Задание 1
Ответьте по фрагменту о классицизме и романтизме:
(a) Как в нем определено романтическое искусство?
(b) Кем начато новейшее искусство?
(c) Чем французы думали заменить возвышенную простоту греков?
Задание 2
Согласуются ли с фрагментом о классицизме и романтизме эти утверждения?
(a) Шиллер отнесен к романтическому искусству.
(b) Новейшее искусство названо классическим.
(c) Французы сами назвали себя классиками.
Задание 3
Выпишите из фрагмента о классицизме и романтизме отрывок без изменений. Начните с места, где стоят слова «Итак, классическое искусство», и остановитесь после слов «как, например, Шиллера.».

Исходный текст
────────────────
Итак, классическое искусство есть полное и гармоническое уравновешение идеи с формою, а романтическое - перевес идеи над формою. Под первым разумеется искусство греков и - не по достоинству, а по общему характеру пластицизма - поэзия римлян; под вторым - искусство средних веков, включая сюда и некоторых новейших поэтов, как, например, Шиллера.
Из этого ясно видно, что называть классиками поэтических уродов, каковы были: Корнель, Расин, Буало, Мольер, Кребильйон, Вольтер, Дюсис, Аддисон, Попе, Альфиери и подобные им, или называть романтиками Шекспира, Сервантеса, Байрона, Вальтера Скотта, Купера, Гете, Пушкина могут только люди, воздоенные французскими идеями об искусстве и не знающие первых начал, азов науки изящного. Наше новейшее искусство, начатое Шекспиром и Сервантесом, не есть ни классическое, потому что 'мы не греки и не римляне', и ни романтическое, потому что мы не рыцари и не трубадуры средних веков. Как же его назвать? Новейшим. В чем его характер? В примирении классического и романтического, в тождестве, а следственно, и в различии от того и другого, как двух крайностей. Происходя исторически, непосредственно от второго, наследовав всю глубину и обширность его бесконечного содержания и обогатя его дальнейшим развитием христианской жизни и приобретением нового знания, оно примирило богатство своего романтического содержания с пластицизмом классической формы.
Теперь обратимся к смешной истории.
Очевидно, что классицизм, как его понимали французы и как он перешел от них к нам, был псевдоклассицизм, столько же походивший на греческий, сколько маркизы XVIII века походили на богов, царей и героев древней Греции. Неспособные, по своему национальному духу, проникнуть в сущность светлого мира древних греков, - они взяли нечто от внешних форм и думали, что, введя в свою quasi 4] трагедию царей, наперсников и вестников, сделают ее греческою. Христианский мир есть мир внутренний, духовный, субъективный, в котором личность человека благородна и священна потому уже, что он человек: вследствие этого в шекспировской драме шут короля Лира имеет такое же право на свое место, как и сам Лир на свое; а в древней трагедии, как мы уже заметили выше, могли иметь место только представители политического общества, народа. Смотреть на внешность мимо ее значения - значит впасть в случайность. Возвышенную простоту греков, их поэтический язык, выходивший из пластического лиризма их жизни, французы думали заменить натянутою декламациею и риторическою шумихою. Они сами себя назвали классиками, и им все поверили! Так как основанием этого псевдоклассицизма была внешность и формальность, то понятно, отчего французская теория изящного была так проста и определенна: ничего нет легче, как судить о вещах по внешним признакам.
────────────────
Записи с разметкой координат
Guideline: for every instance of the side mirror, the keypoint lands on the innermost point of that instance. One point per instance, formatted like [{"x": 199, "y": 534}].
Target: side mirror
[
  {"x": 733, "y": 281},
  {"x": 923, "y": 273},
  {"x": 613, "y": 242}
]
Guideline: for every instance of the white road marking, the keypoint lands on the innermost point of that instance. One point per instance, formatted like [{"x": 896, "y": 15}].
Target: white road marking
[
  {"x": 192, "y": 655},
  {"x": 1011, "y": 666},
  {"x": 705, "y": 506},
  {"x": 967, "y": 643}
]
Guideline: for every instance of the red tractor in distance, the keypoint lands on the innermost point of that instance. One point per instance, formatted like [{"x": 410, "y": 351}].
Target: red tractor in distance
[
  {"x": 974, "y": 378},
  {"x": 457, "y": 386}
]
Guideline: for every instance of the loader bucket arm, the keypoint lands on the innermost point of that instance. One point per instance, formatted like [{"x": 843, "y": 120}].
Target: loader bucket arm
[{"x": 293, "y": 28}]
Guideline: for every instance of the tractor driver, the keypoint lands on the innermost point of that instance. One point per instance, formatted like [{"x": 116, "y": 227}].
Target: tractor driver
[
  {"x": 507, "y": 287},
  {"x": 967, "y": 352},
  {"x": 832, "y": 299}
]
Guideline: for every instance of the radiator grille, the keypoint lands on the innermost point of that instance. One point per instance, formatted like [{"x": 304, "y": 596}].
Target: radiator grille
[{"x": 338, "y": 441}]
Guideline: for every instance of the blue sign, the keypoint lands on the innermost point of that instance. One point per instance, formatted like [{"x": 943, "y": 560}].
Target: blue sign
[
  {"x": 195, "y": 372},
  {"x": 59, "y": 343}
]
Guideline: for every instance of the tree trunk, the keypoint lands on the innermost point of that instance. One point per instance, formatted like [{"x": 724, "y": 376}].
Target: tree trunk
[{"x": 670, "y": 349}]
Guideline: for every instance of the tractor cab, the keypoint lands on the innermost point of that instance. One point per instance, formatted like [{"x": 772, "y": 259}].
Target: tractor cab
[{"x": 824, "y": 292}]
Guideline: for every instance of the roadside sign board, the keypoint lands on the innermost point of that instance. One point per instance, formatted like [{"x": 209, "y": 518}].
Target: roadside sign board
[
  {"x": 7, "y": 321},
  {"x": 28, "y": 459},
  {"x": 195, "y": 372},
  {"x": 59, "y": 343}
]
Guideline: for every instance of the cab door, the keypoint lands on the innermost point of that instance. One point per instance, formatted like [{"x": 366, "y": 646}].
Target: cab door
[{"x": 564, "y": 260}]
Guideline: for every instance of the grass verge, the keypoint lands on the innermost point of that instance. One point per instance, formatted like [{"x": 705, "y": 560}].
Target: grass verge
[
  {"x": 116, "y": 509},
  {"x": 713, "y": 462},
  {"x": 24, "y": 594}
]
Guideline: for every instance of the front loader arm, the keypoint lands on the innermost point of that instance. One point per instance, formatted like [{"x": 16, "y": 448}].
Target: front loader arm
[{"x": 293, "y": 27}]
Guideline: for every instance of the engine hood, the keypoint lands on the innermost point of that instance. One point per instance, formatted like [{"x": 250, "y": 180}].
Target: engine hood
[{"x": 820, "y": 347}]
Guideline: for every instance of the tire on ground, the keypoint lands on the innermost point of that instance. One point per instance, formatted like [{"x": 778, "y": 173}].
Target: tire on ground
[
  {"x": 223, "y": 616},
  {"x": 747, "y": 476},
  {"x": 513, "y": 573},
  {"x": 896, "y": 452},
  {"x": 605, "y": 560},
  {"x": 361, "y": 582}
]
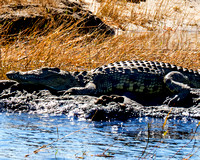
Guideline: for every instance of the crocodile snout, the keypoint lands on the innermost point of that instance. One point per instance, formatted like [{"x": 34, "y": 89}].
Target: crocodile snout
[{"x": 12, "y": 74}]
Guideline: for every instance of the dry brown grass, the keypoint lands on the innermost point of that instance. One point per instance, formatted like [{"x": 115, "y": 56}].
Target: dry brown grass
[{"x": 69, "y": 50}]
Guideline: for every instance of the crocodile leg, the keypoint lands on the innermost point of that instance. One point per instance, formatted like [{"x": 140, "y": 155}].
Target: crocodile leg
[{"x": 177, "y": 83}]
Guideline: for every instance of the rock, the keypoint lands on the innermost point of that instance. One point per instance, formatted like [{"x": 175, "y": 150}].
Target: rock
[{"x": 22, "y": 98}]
────────────────
Ответ 1
(a) Перевес идеи над формою.
(b) Шекспиром и Сервантесом.
(c) Натянутою декламациею и риторическою шумихою.

Ответ 2
(a) Да: «включая сюда и некоторых новейших поэтов, как, например, Шиллера».
(b) Нет: «Наше новейшее искусство, начатое Шекспиром и Сервантесом, не есть ни классическое».
(c) Да: «Они сами себя назвали классиками, и им все поверили!»

Ответ 3
Итак, классическое искусство есть полное и гармоническое уравновешение идеи с формою, а романтическое - перевес идеи над формою. Под первым разумеется искусство греков и - не по достоинству, а по общему характеру пластицизма - поэзия римлян; под вторым - искусство средних веков, включая сюда и некоторых новейших поэтов, как, например, Шиллера.